Available records START

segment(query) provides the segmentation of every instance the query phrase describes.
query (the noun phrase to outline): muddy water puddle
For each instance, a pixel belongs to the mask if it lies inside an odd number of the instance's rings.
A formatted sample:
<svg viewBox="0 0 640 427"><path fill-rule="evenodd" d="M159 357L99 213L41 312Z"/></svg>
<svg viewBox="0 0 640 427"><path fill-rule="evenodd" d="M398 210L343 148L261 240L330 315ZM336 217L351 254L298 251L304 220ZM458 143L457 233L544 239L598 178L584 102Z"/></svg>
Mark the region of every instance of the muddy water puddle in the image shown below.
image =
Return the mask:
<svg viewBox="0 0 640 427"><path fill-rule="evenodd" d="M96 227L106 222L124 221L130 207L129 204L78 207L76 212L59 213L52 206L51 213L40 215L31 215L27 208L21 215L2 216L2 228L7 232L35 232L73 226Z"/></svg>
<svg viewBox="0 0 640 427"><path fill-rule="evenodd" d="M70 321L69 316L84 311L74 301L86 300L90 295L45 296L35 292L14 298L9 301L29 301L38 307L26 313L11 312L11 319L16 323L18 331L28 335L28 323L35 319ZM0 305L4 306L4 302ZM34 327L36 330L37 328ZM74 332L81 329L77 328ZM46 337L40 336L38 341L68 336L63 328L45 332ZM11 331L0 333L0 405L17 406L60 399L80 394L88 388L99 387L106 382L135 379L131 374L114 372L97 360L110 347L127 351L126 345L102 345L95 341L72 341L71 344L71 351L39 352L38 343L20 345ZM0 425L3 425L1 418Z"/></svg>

Available records END

What this task involves> Copy all lines in the listing above where the string "phrase" appears.

Response below>
segment(query) provides the segmentation of every instance the query phrase describes.
query (the noun phrase to outline): muddy water puddle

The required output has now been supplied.